**Task description**
Quote every one of the following records verbatim.

_ _ _

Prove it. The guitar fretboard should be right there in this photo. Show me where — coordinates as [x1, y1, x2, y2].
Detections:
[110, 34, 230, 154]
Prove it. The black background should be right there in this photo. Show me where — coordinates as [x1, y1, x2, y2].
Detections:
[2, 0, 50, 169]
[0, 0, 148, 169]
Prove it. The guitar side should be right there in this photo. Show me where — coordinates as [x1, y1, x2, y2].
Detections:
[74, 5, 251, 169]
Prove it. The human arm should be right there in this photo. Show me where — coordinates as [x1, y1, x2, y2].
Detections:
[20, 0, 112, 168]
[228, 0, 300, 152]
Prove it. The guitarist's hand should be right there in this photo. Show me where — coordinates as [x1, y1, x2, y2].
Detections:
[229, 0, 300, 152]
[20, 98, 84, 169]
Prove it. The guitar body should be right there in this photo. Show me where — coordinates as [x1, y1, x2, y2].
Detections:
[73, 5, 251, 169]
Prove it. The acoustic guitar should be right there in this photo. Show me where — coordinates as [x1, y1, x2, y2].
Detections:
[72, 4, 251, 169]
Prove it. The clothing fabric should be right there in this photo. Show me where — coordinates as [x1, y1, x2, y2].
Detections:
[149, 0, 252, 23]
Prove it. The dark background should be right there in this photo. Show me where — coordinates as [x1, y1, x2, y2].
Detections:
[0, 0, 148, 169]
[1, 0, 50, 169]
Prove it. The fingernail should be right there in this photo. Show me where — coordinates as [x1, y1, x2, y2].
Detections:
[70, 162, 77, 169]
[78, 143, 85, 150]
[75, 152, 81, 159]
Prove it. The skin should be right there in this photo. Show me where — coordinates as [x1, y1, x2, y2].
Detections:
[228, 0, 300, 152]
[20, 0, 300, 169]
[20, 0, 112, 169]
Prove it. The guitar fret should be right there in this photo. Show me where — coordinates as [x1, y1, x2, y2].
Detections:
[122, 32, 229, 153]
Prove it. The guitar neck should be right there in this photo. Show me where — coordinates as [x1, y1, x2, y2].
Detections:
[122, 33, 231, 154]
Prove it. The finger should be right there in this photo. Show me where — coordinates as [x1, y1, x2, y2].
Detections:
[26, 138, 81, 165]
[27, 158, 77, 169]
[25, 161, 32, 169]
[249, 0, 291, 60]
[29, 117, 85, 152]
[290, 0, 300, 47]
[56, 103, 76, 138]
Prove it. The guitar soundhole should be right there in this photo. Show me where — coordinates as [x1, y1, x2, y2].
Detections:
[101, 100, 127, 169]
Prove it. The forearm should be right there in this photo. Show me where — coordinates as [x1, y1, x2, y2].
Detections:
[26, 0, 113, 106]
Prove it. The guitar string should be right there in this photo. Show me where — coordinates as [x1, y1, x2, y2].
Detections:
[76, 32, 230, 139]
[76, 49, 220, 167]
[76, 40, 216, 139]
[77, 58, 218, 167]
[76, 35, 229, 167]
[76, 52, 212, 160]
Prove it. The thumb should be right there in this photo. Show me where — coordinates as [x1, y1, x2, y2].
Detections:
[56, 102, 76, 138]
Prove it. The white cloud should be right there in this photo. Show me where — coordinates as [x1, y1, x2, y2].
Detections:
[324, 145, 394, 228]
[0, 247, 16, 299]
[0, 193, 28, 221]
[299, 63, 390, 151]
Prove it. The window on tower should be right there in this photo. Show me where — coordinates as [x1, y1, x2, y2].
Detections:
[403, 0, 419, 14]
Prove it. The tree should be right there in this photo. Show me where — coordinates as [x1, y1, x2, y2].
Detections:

_ _ _

**Output of the task**
Prove it. The guitar fretboard should be right there in this photo. Show me where — coordinates as [x1, y1, x2, y2].
Detections:
[110, 34, 230, 154]
Prove it. The black background should be right there in this photo. Show me where — coordinates as [x1, y1, x2, y2].
Detections:
[2, 0, 50, 169]
[0, 0, 148, 169]
Prove it. The guitar side should be right there in this photo. Show me where — coordinates as [x1, y1, x2, y2].
Detections:
[74, 5, 251, 169]
Prove it. The human arm should be right there in this photo. Show me where — coordinates as [x1, y1, x2, y2].
Detections:
[20, 0, 112, 168]
[228, 0, 300, 152]
Prove it. The guitarist's hand should be right there in this photo. Show me where — coordinates as [x1, y1, x2, y2].
Detections:
[229, 0, 300, 152]
[20, 98, 84, 169]
Prove it. The guitar body should be right there in this photo. Show me where — coordinates as [x1, y1, x2, y2].
Detections:
[73, 5, 251, 169]
Prove it. The acoustic guitar should be right there in this photo. Show me where — coordinates as [x1, y1, x2, y2].
Detections:
[72, 4, 251, 169]
Prove it. The clothing fabric should be right there in this photo. Show me where — coordinates as [x1, y1, x2, y2].
Detections:
[149, 0, 252, 23]
Prove it. The dark background should be right there in this photo. Show me where — coordinates as [x1, y1, x2, y2].
Detections:
[0, 0, 148, 169]
[1, 0, 50, 169]
Prove it. The fingernail should be right there in this photo. Show me where — coordinates as [x1, y1, x2, y2].
Detections:
[70, 162, 77, 169]
[78, 143, 85, 150]
[75, 152, 81, 159]
Prove it. The skin should be right there in this photo. Show me where — coordinates as [x1, y1, x2, y2].
Detections:
[228, 0, 300, 152]
[20, 0, 300, 169]
[20, 0, 112, 169]
Prove it. The guitar fret should be right there in this photo. Show me where — coordinates as [x1, y1, x2, y2].
Detections:
[122, 32, 229, 153]
Prove it. The guitar neck should be right there in this photo. Show me where — coordinates as [x1, y1, x2, y2].
Detections:
[122, 33, 231, 154]
Prove it. The finger should be right there in this photo. Show me where — coordinates as [x1, y1, x2, y2].
Detections:
[26, 138, 81, 165]
[27, 158, 77, 169]
[25, 161, 32, 169]
[249, 0, 291, 60]
[29, 117, 85, 152]
[290, 0, 300, 47]
[56, 103, 76, 138]
Prove it. The guitar soundhole should be right there in this photo. Show me where — coordinates as [x1, y1, x2, y2].
Detections:
[101, 100, 127, 169]
Prove it. The forearm should be right there in this photo. Show me where — coordinates as [x1, y1, x2, y2].
Detections:
[26, 0, 113, 106]
Prove it. The guitar string should be right there in this photo. Show me where — coordinates as [x1, y1, x2, y2].
Detections:
[76, 32, 230, 139]
[76, 49, 220, 167]
[76, 40, 216, 139]
[77, 58, 218, 167]
[76, 35, 229, 167]
[76, 52, 212, 160]
Prove it. The thumb should be right there in this photo. Show me where — coordinates as [x1, y1, x2, y2].
Detections:
[56, 102, 76, 138]
Prove it. The white cloud should be right there in this photo. Show me where — coordinates as [x1, y1, x2, y2].
Detections:
[324, 145, 394, 228]
[0, 247, 16, 299]
[0, 193, 28, 221]
[299, 63, 390, 151]
Prove it. The window on tower should be right there in this photo. Show me where — coordinates as [x1, y1, x2, y2].
Detections:
[403, 0, 419, 14]
Prove it. The tree should be right there in this photo. Show me where — coordinates as [x1, y1, x2, y2].
Detections:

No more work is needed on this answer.